### REQUIREMENT:
Reproduce the fly-over season post below, everything from "The land is" down to "Museum, Los Angeles.", substituting "manuscript" for "palimpsest".

### EXERCISE TEXT:
--- --- ---

21 February 2017

Fly-Over Season

In the world of aerial photography the flyover season is about to begin.  Thanks to the unusually warm winter temperatures in the Northeastern United States, snow on the ground is already patchy or the ground is bare, and the leaves will not come out on the trees for some time.  Under these conditions, the lines etched on the land by human travail are at their most visible.
More than a century ago much of upstate New York was farmland, cultivated and sectioned off; but the combination of easy farming on the flatlands  of the Midwest, improved transportation (think: connecting waterways and railroads) and industrialization in the Northeast left fallow fields, ripe for reforestation.   Now some of the old farms  that lie south of the Erie Canal are being taken up again, often by Amish and Mennonite families  who have moved up to New York from neighboring Pennsylvania.  Drive along the Cherry Valley Turnpike (U.S. Route 20) or N.Y.S. Route 80, both roads running more or less from east to west and you can identify these houses  by the lack of electrical wires  running from the roadside poles.




















By the time President Thomas Jefferson took office in 1800, the American farm had already assumed the outlines still in evidence today.  The best farms were situated on hillsides facing south, with barns and other sheds forming a screen around the house, the kitchen garden located nearby for protection from the elements, and a wood lot located to the north to act as a windbreak.  There were trade-offs, of course, between the richer soil in the valleys versus the longer growing season on the sun-soaked hills.  Farms on the north slope of hills often failed to prosper because of the shorter growing season and even today these lots are more likely to be timberland than farmland. A sheltered site for the house also lessened the need for firewood. A farmhouse was located near the top of hill so that a well with pure water would be protected from farm water runoff.

Avoiding the  cold  was uppermost in the minds of European settlers  accustomed to milder winters, followed closely by the belief that the fog and mist that hung over the valleys carried disease. Charles Estienne, author of the popular manual Maison rustique or The Country Farme (London, 1616), certainly thought so.  "If ever there be a hill, build upon the edge thereof,making choose to have your lights toward the east but if you be in a cold country, open your lights on the south side, and little or nothing toward the north ....recoup the liberty of the air and a goodly prospect..."

The land is a palimpsest, written on again and again, written over until details of previous times are obscured.  By comparison with cities and suburbs, rural areas still offer a rich visual story for those who take the time to look.  Now is a good time to take a ride in the country.

John Pfahl (b.1939) is an American photography, a graduate twice from Syracuse University, who now lives  and teaches in Buffalo, New York.
For further reading: Common Landscape of America, 1580-1845 by John R. Stilgoe, New Haven, Yale University Press: 1983.



Images:
1. John Pfahl - Nursery Topsoil - Winter + Lancaster New York, 1994, Janet Borden Gallery, NYC.
2. John Pfahl - Blue X, Pembroke, New York, 1975, Getty Museum, Los Angeles.
3. John Pfahl - Pingry Hill Road, Andover, New York, 1979, Joseph Bellows gallery, NYC.
4. John Pfahl - The Very Rich Hours of a Compost Pile, 1994, Los Angeles County Museum of Art.

2 comments:

Hels said...

Excellent. In comparison with crowded and over built cities, rural areas DO still offer a rich visual story for anyhow who might take the time to think about it. Being a big city person in a hot climate, I would normally think only of a few sheep and dry trees.

But you highlighted two problems. a] Snow is so cold it makes residents miserable and the land blanketed. And b] The land changes over and over, written over until details of previous times are obscured. The artist or photographer would have to work like an archaeologist.

Jane said...

Hels, I've been able to look at aerial photography of upstate New York from the late 1930s, the late 1950s, 1970s, 1990s,etc. The changes on the land raised all sorts of interesting questions. Another thing plainly visible is the rising waters levels of rivers and lakes.
And yes, archeologists make use of aerial photography when considering where to dig.

--- --- ---

### DATA EXCERPTS:
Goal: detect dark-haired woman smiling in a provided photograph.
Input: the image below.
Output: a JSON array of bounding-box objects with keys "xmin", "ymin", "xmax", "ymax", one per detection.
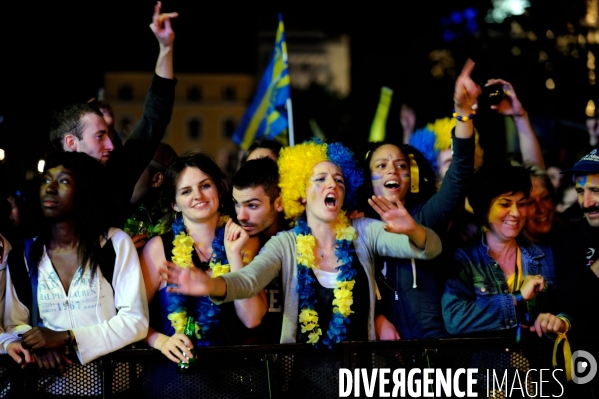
[
  {"xmin": 443, "ymin": 161, "xmax": 570, "ymax": 337},
  {"xmin": 4, "ymin": 153, "xmax": 148, "ymax": 396}
]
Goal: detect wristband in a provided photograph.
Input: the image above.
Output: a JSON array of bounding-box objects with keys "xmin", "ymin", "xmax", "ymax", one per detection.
[
  {"xmin": 512, "ymin": 290, "xmax": 526, "ymax": 306},
  {"xmin": 64, "ymin": 330, "xmax": 75, "ymax": 346}
]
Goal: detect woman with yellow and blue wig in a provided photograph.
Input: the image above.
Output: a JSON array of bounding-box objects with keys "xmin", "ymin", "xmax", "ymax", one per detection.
[{"xmin": 162, "ymin": 141, "xmax": 441, "ymax": 348}]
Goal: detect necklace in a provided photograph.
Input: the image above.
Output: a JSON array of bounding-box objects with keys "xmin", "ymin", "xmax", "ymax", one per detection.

--- --- ---

### WRITTEN REPLY:
The land is a manuscript, written on again and again, written over until details of previous times are obscured.  By comparison with cities and suburbs, rural areas still offer a rich visual story for those who take the time to look.  Now is a good time to take a ride in the country.

John Pfahl (b.1939) is an American photography, a graduate twice from Syracuse University, who now lives  and teaches in Buffalo, New York.
For further reading: Common Landscape of America, 1580-1845 by John R. Stilgoe, New Haven, Yale University Press: 1983.



Images:
1. John Pfahl - Nursery Topsoil - Winter + Lancaster New York, 1994, Janet Borden Gallery, NYC.
2. John Pfahl - Blue X, Pembroke, New York, 1975, Getty Museum, Los Angeles.